- **SHORT PROBLEM A**
Reproduce the stretch of the piece on Inca couriers from "Along the roads, about" through "our first church.".
- **SHORT PROBLEM B**
In the piece on Inca couriers, how far apart were the smaller roadside houses where the chasqui-couriers were stationed?

- **TEXT PROVIDED**
In this modern age, when we have communication devices at our fingertips, let me tell you the system the Incas had. They used ropes with knots that contained their messages, called quipus. Read about them clicking here: http://en.wikipedia.org/wiki/Quipu
The Incas had couriers called chasquis that relayed the messages. Along the main roads they had houses called Tambos, where they stored everything that the Inca emperor and the military would need on their travels. Besides food they also stored clothes, hides, blankets and weapon. A Tambo was also used as the inn for the Emperor and his court.
Along the roads, about every three miles, were smaller houses where the chasqui-couriers were stationed. They could quickly relay messages to and from the capital. One chasqui would pass on the quipus to another, who would then run quickly and pass it on to another, and so on. The punishment was death if anybody hindered the chasqui-couriers running along the road. Read about them clicking here: http://en.wikipedia.org/wiki/Chaski
The city of Huancayo is divided in three main sections: Tambo, Huancayo and Chilca. In 1965 my parents and I started the ministry in a rented store-front on the main street of TAMBO. I was very excited during this trip when one day driving by in a taxi we got a red light right by the building and I could take a picture of what used to be our first church.

- **SOURCE DATA**
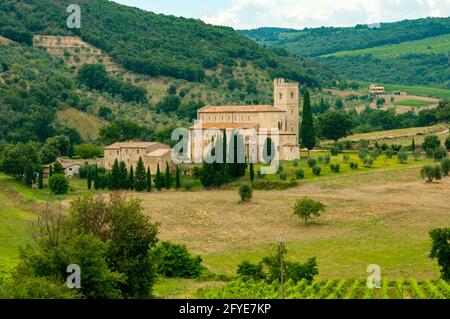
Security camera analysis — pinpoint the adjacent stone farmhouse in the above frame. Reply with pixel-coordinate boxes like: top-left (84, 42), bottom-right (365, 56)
top-left (104, 141), bottom-right (175, 174)
top-left (188, 78), bottom-right (300, 161)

- **EXERCISE RESPONSE A**
Along the roads, about every three miles, were smaller houses where the chasqui-couriers were stationed. They could quickly relay messages to and from the capital. One chasqui would pass on the quipus to another, who would then run quickly and pass it on to another, and so on. The punishment was death if anybody hindered the chasqui-couriers running along the road. Read about them clicking here: http://en.wikipedia.org/wiki/Chaski
The city of Huancayo is divided in three main sections: Tambo, Huancayo and Chilca. In 1965 my parents and I started the ministry in a rented store-front on the main street of TAMBO. I was very excited during this trip when one day driving by in a taxi we got a red light right by the building and I could take a picture of what used to be our first church.

- **EXERCISE RESPONSE B**
About every three miles.